Rows from a dataset:
===

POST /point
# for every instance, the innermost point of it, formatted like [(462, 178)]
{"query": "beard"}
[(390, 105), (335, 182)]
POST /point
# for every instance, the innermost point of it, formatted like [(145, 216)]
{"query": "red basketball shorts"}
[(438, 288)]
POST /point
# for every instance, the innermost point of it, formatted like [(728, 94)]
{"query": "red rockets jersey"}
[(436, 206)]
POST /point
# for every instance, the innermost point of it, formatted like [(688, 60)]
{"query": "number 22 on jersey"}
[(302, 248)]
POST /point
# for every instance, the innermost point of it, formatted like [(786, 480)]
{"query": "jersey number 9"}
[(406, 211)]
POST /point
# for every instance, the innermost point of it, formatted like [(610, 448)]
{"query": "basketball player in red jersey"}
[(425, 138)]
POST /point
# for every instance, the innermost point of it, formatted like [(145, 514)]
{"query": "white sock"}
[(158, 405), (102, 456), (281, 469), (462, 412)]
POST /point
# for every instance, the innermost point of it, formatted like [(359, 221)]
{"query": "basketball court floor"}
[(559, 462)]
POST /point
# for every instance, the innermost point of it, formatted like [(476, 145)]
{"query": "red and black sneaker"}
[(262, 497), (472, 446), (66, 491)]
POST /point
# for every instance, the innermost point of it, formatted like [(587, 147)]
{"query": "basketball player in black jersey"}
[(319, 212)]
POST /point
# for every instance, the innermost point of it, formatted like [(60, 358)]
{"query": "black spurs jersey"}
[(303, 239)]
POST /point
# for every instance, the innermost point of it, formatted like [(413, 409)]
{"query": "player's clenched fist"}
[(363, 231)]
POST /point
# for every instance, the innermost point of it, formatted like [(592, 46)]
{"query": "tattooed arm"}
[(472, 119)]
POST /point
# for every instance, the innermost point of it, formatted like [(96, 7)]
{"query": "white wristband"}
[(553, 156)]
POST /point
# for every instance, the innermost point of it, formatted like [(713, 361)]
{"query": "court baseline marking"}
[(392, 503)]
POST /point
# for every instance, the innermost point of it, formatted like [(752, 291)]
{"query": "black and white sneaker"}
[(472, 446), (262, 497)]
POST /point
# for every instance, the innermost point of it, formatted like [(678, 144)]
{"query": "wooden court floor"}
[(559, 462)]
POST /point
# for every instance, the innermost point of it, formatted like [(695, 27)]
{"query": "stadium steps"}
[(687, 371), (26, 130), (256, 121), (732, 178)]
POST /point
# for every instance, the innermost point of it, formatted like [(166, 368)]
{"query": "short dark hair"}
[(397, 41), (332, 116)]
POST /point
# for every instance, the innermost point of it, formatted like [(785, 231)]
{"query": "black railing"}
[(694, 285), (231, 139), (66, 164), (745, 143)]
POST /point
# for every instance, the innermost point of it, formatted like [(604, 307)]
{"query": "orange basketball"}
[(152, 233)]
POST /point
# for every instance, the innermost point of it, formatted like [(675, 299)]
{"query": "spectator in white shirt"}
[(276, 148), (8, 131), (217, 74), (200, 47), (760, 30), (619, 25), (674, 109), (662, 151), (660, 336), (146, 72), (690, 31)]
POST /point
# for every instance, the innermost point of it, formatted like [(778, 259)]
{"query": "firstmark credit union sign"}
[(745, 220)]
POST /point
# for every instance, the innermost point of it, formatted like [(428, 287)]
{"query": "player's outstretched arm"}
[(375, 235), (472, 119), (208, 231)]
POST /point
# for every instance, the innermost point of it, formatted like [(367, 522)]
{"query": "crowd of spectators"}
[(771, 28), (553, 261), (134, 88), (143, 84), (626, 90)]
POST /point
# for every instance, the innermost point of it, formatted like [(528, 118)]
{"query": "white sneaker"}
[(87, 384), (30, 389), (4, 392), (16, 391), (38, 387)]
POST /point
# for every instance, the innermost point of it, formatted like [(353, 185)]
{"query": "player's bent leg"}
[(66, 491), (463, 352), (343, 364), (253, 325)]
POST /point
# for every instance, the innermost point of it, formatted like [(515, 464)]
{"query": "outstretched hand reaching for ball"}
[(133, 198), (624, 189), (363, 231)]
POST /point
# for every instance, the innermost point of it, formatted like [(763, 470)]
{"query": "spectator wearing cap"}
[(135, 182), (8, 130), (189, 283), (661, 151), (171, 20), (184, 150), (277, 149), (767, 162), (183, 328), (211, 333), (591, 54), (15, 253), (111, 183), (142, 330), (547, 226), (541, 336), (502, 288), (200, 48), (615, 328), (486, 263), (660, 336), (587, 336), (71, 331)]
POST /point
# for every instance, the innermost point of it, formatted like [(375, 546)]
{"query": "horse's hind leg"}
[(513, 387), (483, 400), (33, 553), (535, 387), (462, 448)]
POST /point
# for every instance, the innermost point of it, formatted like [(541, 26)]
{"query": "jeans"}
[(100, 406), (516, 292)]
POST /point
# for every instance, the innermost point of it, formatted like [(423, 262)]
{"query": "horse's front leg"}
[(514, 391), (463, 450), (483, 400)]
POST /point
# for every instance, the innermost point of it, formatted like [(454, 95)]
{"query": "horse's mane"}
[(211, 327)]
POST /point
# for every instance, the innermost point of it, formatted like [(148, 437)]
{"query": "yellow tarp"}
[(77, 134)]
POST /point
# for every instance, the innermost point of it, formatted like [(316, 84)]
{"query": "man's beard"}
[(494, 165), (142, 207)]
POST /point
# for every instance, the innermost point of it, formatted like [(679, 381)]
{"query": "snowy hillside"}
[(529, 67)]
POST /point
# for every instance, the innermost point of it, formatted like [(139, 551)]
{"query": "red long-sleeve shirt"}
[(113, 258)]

===

EXERCISE DESCRIPTION: Copy all of these lines exactly as they appear.

REPLY:
POST /point
# for every instance, the innermost point of it, formatted like [(462, 178)]
{"query": "beard"}
[(390, 105), (335, 182)]
POST /point
# for every instance, the innermost point of it, formatted like [(145, 216)]
{"query": "red basketball shorts"}
[(438, 288)]
POST /point
# for every instance, the innermost point of it, formatted like [(728, 94)]
{"query": "red rockets jersey"}
[(436, 206)]
POST /point
# for every instance, the innermost point of it, formatted like [(688, 60)]
{"query": "number 22 on jersey"}
[(302, 248)]
POST /point
# for every instance, the innermost point of it, formatted like [(786, 480)]
{"query": "jersey number 9"}
[(406, 211)]
POST /point
# for every instance, the innermost point of it, formatted like [(610, 448)]
{"query": "basketball player in red jersey"}
[(425, 138)]
POST /point
# for every instance, the innermost point of it, formatted like [(145, 514)]
{"query": "white sock"}
[(158, 405), (102, 456), (281, 469), (462, 412)]
POST /point
# for every instance, the innermost point of it, formatted like [(359, 221)]
{"query": "basketball court floor"}
[(559, 462)]
POST /point
# for every instance, the innermost point of it, formatted like [(476, 145)]
{"query": "red and black sneaker"}
[(262, 497), (472, 446), (66, 491)]
POST /point
# for every instance, the innermost point of it, formatted like [(587, 147)]
{"query": "basketball player in black jersey"}
[(319, 212)]
POST /point
# for every instance, the innermost point of it, formatted like [(60, 358)]
{"query": "black spurs jersey"}
[(303, 239)]
POST /point
# for every instance, the innermost point of it, formatted like [(413, 409)]
{"query": "player's clenched fist"}
[(363, 231)]
POST /point
# for every instance, the innermost point of it, formatted like [(592, 46)]
{"query": "tattooed arm"}
[(472, 119)]
POST /point
# for every instance, the innermost point of it, formatted like [(96, 7)]
{"query": "white wristband"}
[(553, 156)]
POST /point
# for every instance, the innermost point of it, formatted like [(713, 361)]
{"query": "court baseline marking"}
[(392, 503)]
POST /point
# for every instance, the innermost point of it, formatted like [(752, 291)]
{"query": "black and white sneaker"}
[(472, 446), (262, 497)]
POST /point
# for every instance, the innermost point of it, formatted like [(678, 144)]
{"query": "wooden court floor"}
[(559, 462)]
POST /point
# for every instance, the innermost point of it, formatted like [(695, 27)]
{"query": "stadium steps"}
[(687, 371), (26, 130), (256, 121), (732, 178)]
POST /point
# for every instance, the innermost point of it, formatted like [(166, 368)]
{"query": "short dark hair"}
[(397, 41), (332, 116)]
POST /point
# for every instance, the innermost point of it, formatted like [(785, 231)]
{"query": "black railing"}
[(694, 285), (231, 139), (66, 164), (745, 143)]
POST /point
# for every instance, the innermost point of it, formatted like [(604, 307)]
{"query": "orange basketball"}
[(152, 233)]
POST /point
# for every instance, the innermost point of it, formatted like [(675, 299)]
{"query": "spectator in white shirt"}
[(276, 148), (8, 131), (217, 74), (200, 47), (760, 30), (619, 25), (674, 109), (662, 151), (660, 336), (146, 72), (690, 31)]
POST /point
# for every instance, the innermost point of it, formatted like [(778, 259)]
{"query": "firstmark credit union sign"}
[(745, 220)]
POST /point
# for every instance, the innermost point of it, formatted like [(428, 287)]
{"query": "player's outstretched arm"}
[(375, 235), (472, 119), (208, 231)]
POST /point
# for every instance, the innermost point of it, formatted like [(367, 522)]
{"query": "crowd of spectators"}
[(771, 28), (553, 261), (134, 88), (143, 84), (626, 90)]
POST /point
# for every instance, the innermost point of it, formatted like [(528, 118)]
{"query": "white sneaker"}
[(87, 384), (30, 389), (4, 392), (16, 391), (38, 387)]
POST /point
# for every instance, the innermost point of it, formatted like [(353, 185)]
{"query": "player's bent leg"}
[(66, 491), (463, 352), (343, 364), (253, 325)]
POST /point
# for every instance, the innermost point of it, formatted like [(515, 464)]
{"query": "outstretched hand reaching for ball"}
[(133, 198), (624, 189), (363, 231)]
POST /point
# for every instance, the innermost point of it, formatted like [(763, 470)]
{"query": "spectator wearing cap"}
[(135, 182), (8, 130), (189, 283), (661, 151), (171, 20), (184, 150), (277, 149), (767, 162), (183, 328), (211, 333), (591, 54), (15, 253), (111, 183), (142, 330), (547, 226), (541, 336), (502, 288), (200, 48), (615, 328), (486, 263), (660, 336), (587, 336), (71, 331)]
POST /point
# for every instance, the innermost point of it, formatted like [(375, 546)]
{"query": "horse's hind leg"}
[(513, 387), (483, 400), (33, 553), (535, 387), (462, 448)]
POST /point
# for every instance, the innermost point of it, formatted like [(541, 26)]
{"query": "jeans"}
[(100, 406), (516, 292)]
POST /point
# for every instance, the innermost point of it, formatted like [(423, 262)]
{"query": "horse's front leg"}
[(514, 391), (463, 450), (483, 400)]
POST /point
# for every instance, the innermost point of it, formatted like [(454, 95)]
{"query": "horse's mane"}
[(211, 327)]
POST /point
# for every instance, the innermost point of it, formatted like [(148, 437)]
{"query": "yellow tarp"}
[(77, 134)]
POST /point
# for every instance, the innermost point of it, formatted like [(316, 84)]
{"query": "man's beard"}
[(494, 165), (142, 207)]
POST /point
# for every instance, the innermost point of it, formatted like [(679, 381)]
{"query": "snowy hillside"}
[(529, 67)]
POST /point
# for every instance, the innermost point of it, formatted like [(139, 551)]
{"query": "red long-sleeve shirt"}
[(113, 258)]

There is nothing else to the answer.